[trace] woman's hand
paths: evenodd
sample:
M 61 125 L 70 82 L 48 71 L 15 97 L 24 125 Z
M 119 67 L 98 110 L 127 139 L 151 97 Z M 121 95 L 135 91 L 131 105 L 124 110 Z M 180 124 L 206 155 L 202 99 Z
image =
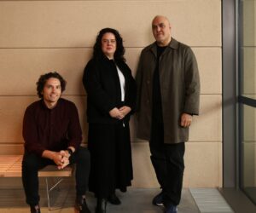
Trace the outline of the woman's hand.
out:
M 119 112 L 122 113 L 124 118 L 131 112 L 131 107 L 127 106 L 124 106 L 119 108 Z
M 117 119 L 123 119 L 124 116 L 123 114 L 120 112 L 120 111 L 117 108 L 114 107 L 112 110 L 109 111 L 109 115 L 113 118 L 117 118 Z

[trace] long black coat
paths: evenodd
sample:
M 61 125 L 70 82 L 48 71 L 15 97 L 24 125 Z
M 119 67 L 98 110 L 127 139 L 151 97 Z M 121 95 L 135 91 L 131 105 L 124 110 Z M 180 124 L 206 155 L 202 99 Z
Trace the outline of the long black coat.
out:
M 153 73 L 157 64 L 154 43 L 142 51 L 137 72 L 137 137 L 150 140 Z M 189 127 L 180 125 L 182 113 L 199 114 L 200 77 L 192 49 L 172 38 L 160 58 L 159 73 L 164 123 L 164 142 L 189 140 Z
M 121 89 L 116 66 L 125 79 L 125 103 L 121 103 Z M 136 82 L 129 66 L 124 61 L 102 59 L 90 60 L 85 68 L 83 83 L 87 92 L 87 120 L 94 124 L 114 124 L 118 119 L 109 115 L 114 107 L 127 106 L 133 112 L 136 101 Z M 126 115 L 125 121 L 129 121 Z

******************************

Switch every "outline" in all of the lines above to "contour" and write the lines out again with nothing else changed. Leave the pictures out of your answer.

[trace] woman's hand
paths: evenodd
sample:
M 61 125 L 70 82 L 48 71 L 15 97 L 24 125 Z
M 119 67 L 98 110 L 127 139 L 151 97 Z M 121 95 L 135 91 L 131 105 L 124 110 Z M 180 124 L 206 155 L 202 99 Z
image =
Trace the contour of the woman's hand.
out:
M 119 112 L 122 113 L 124 118 L 131 112 L 131 107 L 127 106 L 124 106 L 119 108 Z
M 117 119 L 123 119 L 124 116 L 123 114 L 120 112 L 120 111 L 117 108 L 114 107 L 112 110 L 109 111 L 109 115 L 113 118 L 117 118 Z

[trace] long black coat
paths: evenodd
sample:
M 61 125 L 70 82 L 48 71 L 15 97 L 24 125 Z
M 119 67 L 98 110 L 127 139 L 151 97 Z M 121 95 L 135 91 L 131 105 L 124 110 Z M 180 124 L 206 155 L 202 99 Z
Trace the contour of the long black coat.
out:
M 153 73 L 157 64 L 154 43 L 142 51 L 137 72 L 137 137 L 150 140 Z M 189 127 L 180 125 L 182 113 L 199 114 L 200 77 L 192 49 L 172 38 L 160 58 L 159 73 L 164 123 L 164 142 L 189 140 Z
M 121 89 L 116 66 L 125 79 L 125 103 L 121 103 Z M 136 82 L 129 66 L 124 61 L 102 59 L 90 60 L 85 68 L 83 83 L 87 92 L 87 120 L 94 124 L 114 124 L 118 119 L 109 115 L 114 107 L 127 106 L 133 112 L 136 101 Z M 126 115 L 125 121 L 129 121 Z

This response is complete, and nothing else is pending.